[Entrées de données enregistrées]
-----
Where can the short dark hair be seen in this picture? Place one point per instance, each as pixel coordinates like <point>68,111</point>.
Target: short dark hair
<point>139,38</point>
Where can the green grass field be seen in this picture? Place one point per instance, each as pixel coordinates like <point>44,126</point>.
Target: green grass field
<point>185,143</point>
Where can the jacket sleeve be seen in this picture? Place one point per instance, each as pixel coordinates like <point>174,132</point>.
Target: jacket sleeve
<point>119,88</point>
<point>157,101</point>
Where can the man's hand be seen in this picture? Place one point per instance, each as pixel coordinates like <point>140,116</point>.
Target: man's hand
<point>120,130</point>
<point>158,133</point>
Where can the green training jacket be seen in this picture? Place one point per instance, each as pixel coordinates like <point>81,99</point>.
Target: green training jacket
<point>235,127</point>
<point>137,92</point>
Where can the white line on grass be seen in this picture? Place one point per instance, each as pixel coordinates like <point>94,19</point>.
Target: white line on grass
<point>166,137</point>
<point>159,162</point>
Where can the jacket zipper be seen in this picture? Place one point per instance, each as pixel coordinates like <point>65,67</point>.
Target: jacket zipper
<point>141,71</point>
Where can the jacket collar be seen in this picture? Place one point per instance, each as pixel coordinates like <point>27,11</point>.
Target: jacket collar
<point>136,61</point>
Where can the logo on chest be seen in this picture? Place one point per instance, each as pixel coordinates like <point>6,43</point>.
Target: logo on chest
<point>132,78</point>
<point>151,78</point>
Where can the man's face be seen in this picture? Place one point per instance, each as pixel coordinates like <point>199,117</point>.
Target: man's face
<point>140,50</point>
-----
Modifie les données ci-dessus en remplaçant partout « Target » par « Label », sans toucher au reste.

Where can the short dark hair be seen in this picture? Place one point per instance, each as pixel coordinates like <point>68,111</point>.
Label: short dark hair
<point>139,38</point>
Where can the green grass field be seen in this picture? Place one point per instance, each as pixel coordinates like <point>44,126</point>.
Label: green grass field
<point>185,143</point>
Where can the jacket sleeve be seen in this picture? Place one point per instance, each as pixel coordinates like <point>174,132</point>.
Label: jacket sleeve
<point>119,88</point>
<point>157,101</point>
Where can the man's hand be seen in this picture? Place one point per instance, each as pixel coordinates like <point>140,116</point>.
Label: man's hand
<point>120,130</point>
<point>158,133</point>
Where can the green training jacket be seen in this picture? Place one point per instance, each as pixel coordinates like <point>81,99</point>.
Label: green training jacket
<point>235,127</point>
<point>137,92</point>
Where can the white line on grass be seen in this picture? Place one point per instance, each as pixel coordinates like <point>94,19</point>.
Label: white line on grass
<point>166,137</point>
<point>159,162</point>
Where can the jacket zipper be seen in this picture? Place one point per instance, each as pixel coordinates like <point>65,67</point>.
Label: jacket zipper
<point>141,71</point>
Where can the jacket collar be seen in this picture? Place one point per instance, each as pixel coordinates like <point>27,11</point>.
Label: jacket collar
<point>136,61</point>
Where can the logo on chest be seen in this picture? Place one point per instance, each as pixel coordinates like <point>6,43</point>.
Label: logo on chest
<point>132,78</point>
<point>151,78</point>
Where can the man's face be seen in this picture? Place one point per instance, each as pixel coordinates like <point>199,117</point>.
Label: man's face
<point>140,50</point>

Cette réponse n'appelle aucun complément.